* **Passage provided**
========================================================================
Teaching music without learning objectives

[A note for email followers. I have expanded my blog site to include a place for scholarly articles, twitter feeds, a category index and blogs of the week.]

‘Sometimes I like it all to be a magical mystery tour – with surprises round the corner. How boring always to know where you’re going/what you’re going to do!’ (Lis McCullough)

At last week’s music teacher symposium here in Cambridge I dropped into the conversation that Robin Hammerton HMI had recently announced that there was no expectation that teachers use learning objectives.

There was one of those group gasps.

These were teachers well socialized into the technical rationality of contemporary schooling.

Learning objectives – non-negotiable as their managers would say and until fairly recently no objectives on the board meant a lesson observation being rated ‘unsatisfactory’. [1]

Without learning objectives how can learning experiences be planned, outcomes stated, criteria for success determined or assessment brought under control? All those things percolating through National Strategies, reinforced by Ofsted of the time and that have become part of the woodwork. [2]

No learning objectives! But doesn’t that mean no Bloom’s Taxonomy? No purpose, no direction, no way of evaluating the success of the teaching, no way of measuring the effectiveness of the learning? [3]

Presumably Robin Hammerton had behavioural objectives in mind, those objectives that are sufficiently precise for their effect to be visible and measurable. [4]

For Robert Mager ‘an objective is an intent communicated by a statement describing a proposed change in a learner – a statement of what a learner is to be like when he has successfully completed a learning experience.’ [5]

I am drawing from chapter 6 of Elliot Eisner’s ‘The Educational Imagination’. The chapter is called ‘ Educational Aims, Objectives and Other Aspirations’ and must rank as one of the most thorough investigations of the topic. [6]

Eisner comes to the conclusion that a curriculum determined by behavioural objectives would seriously reduce the view of what might be possible. In fact ‘to expect all our educational aspirations to be either verbally describable or measurable is to expect too little’. [7]

Eisner proposes three possibilities in designing curricular.
========================================================================
* **Provided data**

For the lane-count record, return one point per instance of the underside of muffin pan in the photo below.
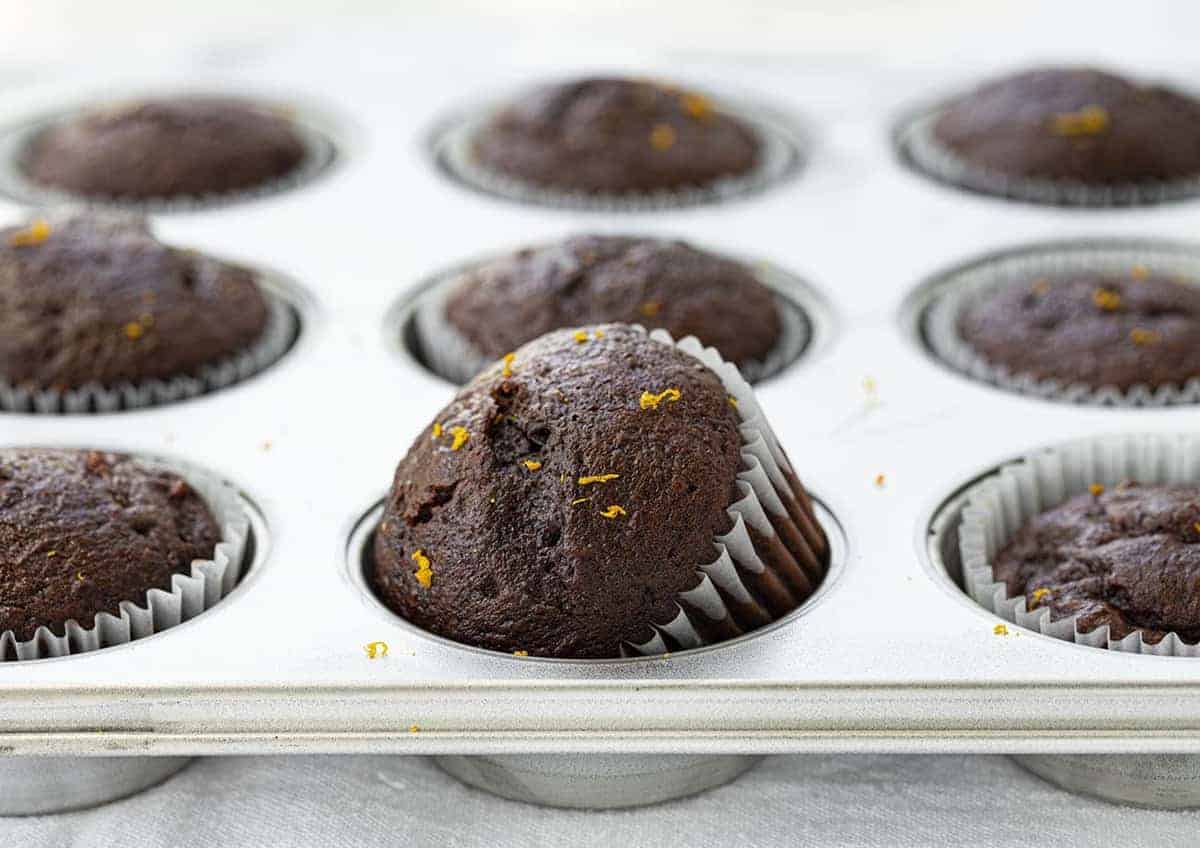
(893, 657)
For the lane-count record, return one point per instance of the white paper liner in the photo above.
(450, 354)
(759, 487)
(321, 152)
(929, 155)
(275, 340)
(191, 594)
(1000, 505)
(964, 288)
(783, 151)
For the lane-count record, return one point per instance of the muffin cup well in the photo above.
(753, 553)
(277, 336)
(783, 151)
(451, 355)
(191, 593)
(1001, 504)
(321, 154)
(964, 288)
(927, 154)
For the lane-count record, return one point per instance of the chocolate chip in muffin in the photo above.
(567, 497)
(82, 531)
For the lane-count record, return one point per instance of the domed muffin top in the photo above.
(592, 280)
(1075, 124)
(615, 136)
(562, 501)
(1091, 330)
(81, 531)
(166, 148)
(99, 299)
(1128, 558)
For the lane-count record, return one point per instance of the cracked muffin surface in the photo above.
(82, 531)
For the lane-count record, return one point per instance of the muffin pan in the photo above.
(894, 657)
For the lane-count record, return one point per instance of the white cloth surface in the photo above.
(803, 800)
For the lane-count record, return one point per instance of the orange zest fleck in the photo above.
(663, 137)
(376, 649)
(35, 234)
(1091, 120)
(651, 401)
(424, 572)
(1107, 299)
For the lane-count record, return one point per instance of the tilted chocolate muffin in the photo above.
(81, 531)
(594, 280)
(168, 148)
(1074, 124)
(1091, 330)
(615, 136)
(96, 299)
(1128, 558)
(567, 497)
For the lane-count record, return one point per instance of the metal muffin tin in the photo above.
(894, 657)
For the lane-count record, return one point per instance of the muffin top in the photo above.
(1075, 124)
(81, 531)
(167, 148)
(1092, 330)
(552, 507)
(593, 280)
(1128, 558)
(612, 136)
(99, 299)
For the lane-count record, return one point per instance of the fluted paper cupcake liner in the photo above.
(783, 151)
(450, 354)
(755, 551)
(966, 287)
(929, 155)
(275, 340)
(1000, 505)
(321, 152)
(191, 593)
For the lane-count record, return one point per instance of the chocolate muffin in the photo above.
(567, 498)
(82, 531)
(1080, 125)
(1092, 330)
(1128, 558)
(594, 280)
(615, 136)
(183, 146)
(96, 299)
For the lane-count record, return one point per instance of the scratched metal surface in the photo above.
(891, 657)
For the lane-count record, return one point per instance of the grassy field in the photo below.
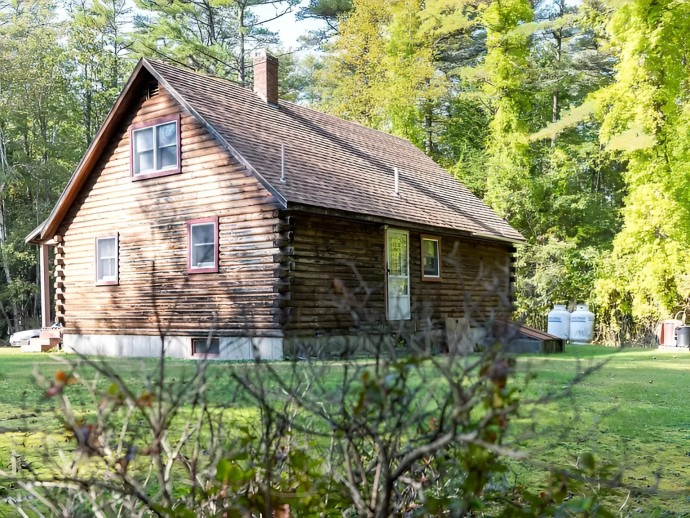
========================================================================
* **Instructions**
- a) In the post on teaching music without learning objectives, who had announced that teachers were not expected to use learning objectives?
- b) Carry on the post on teaching music without learning objectives from its final sentence, in the same voice.
The records come from a different source than the post on teaching music without learning objectives.

* **Answers to the problems**
- a) Robin Hammerton HMI

- b)
  1. Behavioural Objective ———–Behavioural activity
  2. Problem-Solving Objective——Problem-Solving Activity
  3. Expressive Activity—————Expressive Outcome

In the arts there will be a place for 1, but it is 2 and 3 and 3 in particular that would mark out creative arts practice as being distinctive.

Eisner again:

‘I believe that it is perfectly appropriate for teachers and others involved in curriculum development to plan activities that have no explicit or precise objectives.’ [8]

This would mean that there could be no specific formulation of what behaviour will be exhibited by pupils at the conclusion of the project. Rather like going to the cinema, the zoo or a musical event, we can’t specify what will be gained from the experience. The experience will of course yield much thought, conversation, questions, the exercise of judgement and associated criteria that help to make sense of what has been experienced and to suggest what may have been learnt.

So, teaching without objectives opens up interesting possibilities and encourages me to think in terms of extended projects with enquiry questions bringing together Eisner’s 2 an 3 above. [9]

Enquiry questions or what some refer to as essential questions help to create structure and direction.

I like the questions that pupils provide like ‘Why does Reggae exist?’ ‘What makes one composition better than another?’ ‘How does beat-boxing turn your voice into an instrument?’ ‘How many times is it good to repeat a musical idea? What is a musical idea, don’t you mean a riff?’ ‘Why did Jay-Z slow down that 1970s riff?

So now we are teaching without behavioural objectives but through critical enquiry and expressive activity and with scope for a dialogic pedagogy. This seems to me to offer the possibility of some musical depth and rigour and to give these weasel words some meaning.

But wait a minute. I would like my pupils to know how to talk well about their music-making and this means that I will need to create a behavioural objective:

Pupils will know how to conduct a group conversation giving each other a voice.

No doubt the true behaviorist will point out that this is too vague, not precise enough.

Nevertheless my critical enquiry-expressive activity is willing to give way to a behavioural objective as the situation calls for.

Enough of all this. We need a living example. I can only stand so much theorising. So, next week I go inside a school in Stratford, East London.

Notes:

[1] Stories of music teachers playing the objectives game abound. Rarely it seems is the quality of the stated objective or its potential to generate worthwhile experience examined.

[2] This cat and mouse game of Ofsted calling the tune, changing the tune while fermenting bi-tonal conversations is becoming close to farce.

[3] The discourse of ‘effectiveness’ is usually tongue-tied when asked ‘effective for what?’

[4] Behavioural objectives are sometimes referred to as instructional objectives.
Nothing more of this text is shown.